* Exercise
Collect every line of the listing below that contains the string "antelope". Letter case counts.

(Dataset rows showing where objects appear)
________________________________________

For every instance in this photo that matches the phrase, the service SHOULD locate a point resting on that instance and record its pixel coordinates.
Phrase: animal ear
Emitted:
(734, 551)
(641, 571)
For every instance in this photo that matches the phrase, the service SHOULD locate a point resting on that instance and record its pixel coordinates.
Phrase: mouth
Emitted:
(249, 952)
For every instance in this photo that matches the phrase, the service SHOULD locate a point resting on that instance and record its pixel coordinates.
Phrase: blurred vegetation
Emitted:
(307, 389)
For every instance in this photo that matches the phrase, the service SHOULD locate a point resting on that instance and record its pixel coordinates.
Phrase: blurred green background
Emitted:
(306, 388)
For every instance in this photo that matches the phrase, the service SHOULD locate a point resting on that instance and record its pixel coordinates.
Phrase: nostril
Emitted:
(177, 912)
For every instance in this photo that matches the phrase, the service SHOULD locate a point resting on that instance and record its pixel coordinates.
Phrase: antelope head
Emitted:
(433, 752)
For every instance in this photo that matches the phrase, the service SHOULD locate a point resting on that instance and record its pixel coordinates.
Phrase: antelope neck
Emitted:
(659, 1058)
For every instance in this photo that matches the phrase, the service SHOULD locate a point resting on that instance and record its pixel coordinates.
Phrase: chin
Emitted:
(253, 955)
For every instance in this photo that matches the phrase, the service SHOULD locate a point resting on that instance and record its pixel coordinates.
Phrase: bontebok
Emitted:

________________________________________

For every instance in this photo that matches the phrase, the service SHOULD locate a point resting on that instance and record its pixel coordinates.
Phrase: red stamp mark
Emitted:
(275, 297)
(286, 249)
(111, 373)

________________________________________

* The response
Phrase: antelope head
Phrase: antelope neck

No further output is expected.